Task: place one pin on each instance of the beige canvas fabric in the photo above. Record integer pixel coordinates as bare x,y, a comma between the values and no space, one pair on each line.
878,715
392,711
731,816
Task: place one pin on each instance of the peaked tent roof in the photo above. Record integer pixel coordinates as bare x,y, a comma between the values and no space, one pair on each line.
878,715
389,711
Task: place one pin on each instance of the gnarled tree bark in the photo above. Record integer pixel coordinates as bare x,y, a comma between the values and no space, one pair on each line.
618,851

What you need to do >> Once you have read the listing, copy it out exactly.

Task result >>
Task: place one pin on each instance of the beige canvas fabric in the photo above. Record integer pixel coordinates as bare x,y, a comma between the values and no space, one pair on each line.
878,715
392,711
731,816
Task: place one pin on each instance of the peaked tent roof in the photo above. Record integer pixel coordinates as bare x,y, a comma between the values and no space, one pair on each line.
878,715
389,711
Task: place one pin on each instance of the gnarled tree bark in the photo above. Record integer pixel coordinates as bare x,y, a comma between the values and no space, one pair on each line.
618,851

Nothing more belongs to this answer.